[WHAT YOU WILL DO]
Only the lines from the one that contains "point: trimmed shrub, one" through the final line of the entries should be repeated, exactly as written.

===== LISTED ENTRIES

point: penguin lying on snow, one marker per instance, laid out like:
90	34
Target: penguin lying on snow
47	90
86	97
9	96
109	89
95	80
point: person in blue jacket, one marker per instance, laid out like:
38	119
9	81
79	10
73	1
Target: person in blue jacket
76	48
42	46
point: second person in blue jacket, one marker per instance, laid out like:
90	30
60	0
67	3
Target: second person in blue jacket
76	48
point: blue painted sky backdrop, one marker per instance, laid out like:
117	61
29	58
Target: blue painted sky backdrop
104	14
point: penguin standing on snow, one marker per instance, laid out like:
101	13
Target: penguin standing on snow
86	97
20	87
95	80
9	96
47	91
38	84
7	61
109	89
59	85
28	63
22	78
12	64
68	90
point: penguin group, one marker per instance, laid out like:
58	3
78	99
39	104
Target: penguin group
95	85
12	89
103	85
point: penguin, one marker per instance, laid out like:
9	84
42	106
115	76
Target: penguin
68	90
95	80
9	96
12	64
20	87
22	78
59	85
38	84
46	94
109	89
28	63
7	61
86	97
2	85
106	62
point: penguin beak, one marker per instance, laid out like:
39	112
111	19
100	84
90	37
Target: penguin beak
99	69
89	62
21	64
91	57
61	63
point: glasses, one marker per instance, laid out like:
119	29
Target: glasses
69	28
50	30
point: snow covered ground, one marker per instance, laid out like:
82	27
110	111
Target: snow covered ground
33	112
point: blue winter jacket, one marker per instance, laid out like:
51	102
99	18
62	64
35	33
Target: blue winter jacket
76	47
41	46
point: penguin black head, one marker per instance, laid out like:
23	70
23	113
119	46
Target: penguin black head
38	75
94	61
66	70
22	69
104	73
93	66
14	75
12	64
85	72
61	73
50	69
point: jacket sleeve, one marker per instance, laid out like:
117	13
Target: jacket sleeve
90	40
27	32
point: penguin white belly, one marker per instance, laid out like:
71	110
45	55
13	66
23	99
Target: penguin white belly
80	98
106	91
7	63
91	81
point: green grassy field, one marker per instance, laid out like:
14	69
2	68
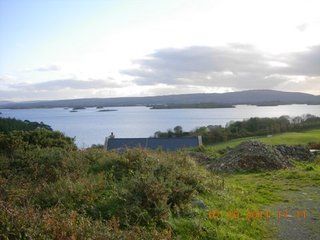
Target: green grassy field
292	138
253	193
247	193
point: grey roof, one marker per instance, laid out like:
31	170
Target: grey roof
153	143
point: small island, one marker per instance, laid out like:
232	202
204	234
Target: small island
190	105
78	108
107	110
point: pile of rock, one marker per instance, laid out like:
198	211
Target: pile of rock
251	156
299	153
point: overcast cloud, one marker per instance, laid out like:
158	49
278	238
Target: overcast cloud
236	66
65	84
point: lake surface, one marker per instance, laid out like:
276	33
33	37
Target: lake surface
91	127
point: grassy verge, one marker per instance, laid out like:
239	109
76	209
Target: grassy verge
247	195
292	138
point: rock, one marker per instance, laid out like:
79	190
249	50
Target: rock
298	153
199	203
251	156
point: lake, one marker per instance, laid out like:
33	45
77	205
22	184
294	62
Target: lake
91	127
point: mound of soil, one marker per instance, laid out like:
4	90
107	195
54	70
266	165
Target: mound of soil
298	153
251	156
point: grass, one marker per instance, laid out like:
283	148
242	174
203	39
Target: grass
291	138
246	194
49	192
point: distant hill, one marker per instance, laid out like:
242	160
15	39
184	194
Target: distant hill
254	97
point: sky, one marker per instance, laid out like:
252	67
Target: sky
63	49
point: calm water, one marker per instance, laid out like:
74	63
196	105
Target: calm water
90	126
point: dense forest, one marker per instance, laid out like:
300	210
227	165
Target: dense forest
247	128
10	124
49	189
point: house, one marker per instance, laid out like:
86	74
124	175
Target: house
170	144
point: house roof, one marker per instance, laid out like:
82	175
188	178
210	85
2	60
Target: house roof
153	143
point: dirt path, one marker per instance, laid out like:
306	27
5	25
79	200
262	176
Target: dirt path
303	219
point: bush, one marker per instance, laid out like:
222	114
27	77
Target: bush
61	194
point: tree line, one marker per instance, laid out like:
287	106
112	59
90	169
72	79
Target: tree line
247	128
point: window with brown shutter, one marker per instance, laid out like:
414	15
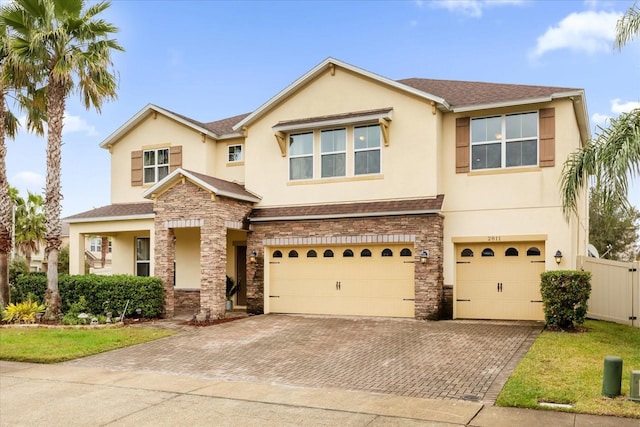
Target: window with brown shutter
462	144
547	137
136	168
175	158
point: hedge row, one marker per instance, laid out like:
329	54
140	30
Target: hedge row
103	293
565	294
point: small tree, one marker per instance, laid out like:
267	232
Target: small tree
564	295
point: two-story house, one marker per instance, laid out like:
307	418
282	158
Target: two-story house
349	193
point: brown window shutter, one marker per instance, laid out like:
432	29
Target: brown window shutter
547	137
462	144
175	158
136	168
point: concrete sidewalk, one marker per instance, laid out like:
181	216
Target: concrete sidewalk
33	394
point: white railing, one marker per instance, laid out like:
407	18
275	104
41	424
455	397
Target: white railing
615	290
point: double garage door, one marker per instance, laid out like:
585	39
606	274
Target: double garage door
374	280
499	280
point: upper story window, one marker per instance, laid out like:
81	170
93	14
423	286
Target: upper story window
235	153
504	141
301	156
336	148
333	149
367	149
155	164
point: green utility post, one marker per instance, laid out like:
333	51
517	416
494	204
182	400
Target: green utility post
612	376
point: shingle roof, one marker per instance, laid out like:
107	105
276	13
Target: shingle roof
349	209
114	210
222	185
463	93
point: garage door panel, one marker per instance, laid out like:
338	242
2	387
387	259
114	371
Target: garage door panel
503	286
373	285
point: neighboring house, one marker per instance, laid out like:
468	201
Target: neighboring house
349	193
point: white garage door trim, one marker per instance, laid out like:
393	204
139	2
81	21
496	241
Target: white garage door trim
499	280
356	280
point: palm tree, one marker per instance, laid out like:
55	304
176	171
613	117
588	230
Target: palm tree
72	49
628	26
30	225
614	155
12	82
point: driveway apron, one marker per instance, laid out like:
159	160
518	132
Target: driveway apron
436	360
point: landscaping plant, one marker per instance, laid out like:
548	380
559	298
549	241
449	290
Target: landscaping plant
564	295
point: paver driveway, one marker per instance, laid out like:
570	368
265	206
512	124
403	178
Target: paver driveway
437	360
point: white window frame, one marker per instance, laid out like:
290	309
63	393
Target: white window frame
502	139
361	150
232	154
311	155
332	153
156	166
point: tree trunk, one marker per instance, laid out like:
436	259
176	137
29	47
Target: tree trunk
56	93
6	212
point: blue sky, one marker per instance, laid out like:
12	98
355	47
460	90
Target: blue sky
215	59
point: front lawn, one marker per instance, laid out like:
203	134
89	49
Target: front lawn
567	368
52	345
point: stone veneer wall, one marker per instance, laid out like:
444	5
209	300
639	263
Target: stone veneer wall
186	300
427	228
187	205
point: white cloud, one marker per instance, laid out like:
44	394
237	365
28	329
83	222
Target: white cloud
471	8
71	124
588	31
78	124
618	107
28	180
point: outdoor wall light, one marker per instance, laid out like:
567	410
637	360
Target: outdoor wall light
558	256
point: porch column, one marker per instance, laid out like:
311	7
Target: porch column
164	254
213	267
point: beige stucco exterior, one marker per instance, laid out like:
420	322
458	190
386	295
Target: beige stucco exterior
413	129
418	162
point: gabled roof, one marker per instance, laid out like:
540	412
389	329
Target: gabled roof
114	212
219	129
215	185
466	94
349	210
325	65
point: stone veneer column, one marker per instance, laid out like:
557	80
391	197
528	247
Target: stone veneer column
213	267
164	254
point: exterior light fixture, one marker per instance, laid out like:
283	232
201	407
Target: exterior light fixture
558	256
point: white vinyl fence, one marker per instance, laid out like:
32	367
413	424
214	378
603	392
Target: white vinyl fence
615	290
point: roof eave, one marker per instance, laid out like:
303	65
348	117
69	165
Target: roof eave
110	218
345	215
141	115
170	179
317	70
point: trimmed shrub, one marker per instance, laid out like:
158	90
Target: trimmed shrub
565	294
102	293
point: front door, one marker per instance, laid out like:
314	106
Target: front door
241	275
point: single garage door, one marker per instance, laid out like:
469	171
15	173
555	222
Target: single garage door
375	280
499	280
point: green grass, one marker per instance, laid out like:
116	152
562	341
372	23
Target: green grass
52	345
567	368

==========

[RESPONSE TO THIS TASK]
point: trimmed shrub, one marker per instance, laid out like:
158	90
Target: trimmed shrub
565	294
102	293
point: front door, one marker per instance, laid out like:
314	106
Target: front door
241	275
point: single garage door, one marker per instance, laid out like:
469	171
15	173
555	222
Target: single garage door
375	280
499	280
point: green grass, one marker per instance, laid out like:
116	152
562	341
372	23
Target: green grass
52	345
567	368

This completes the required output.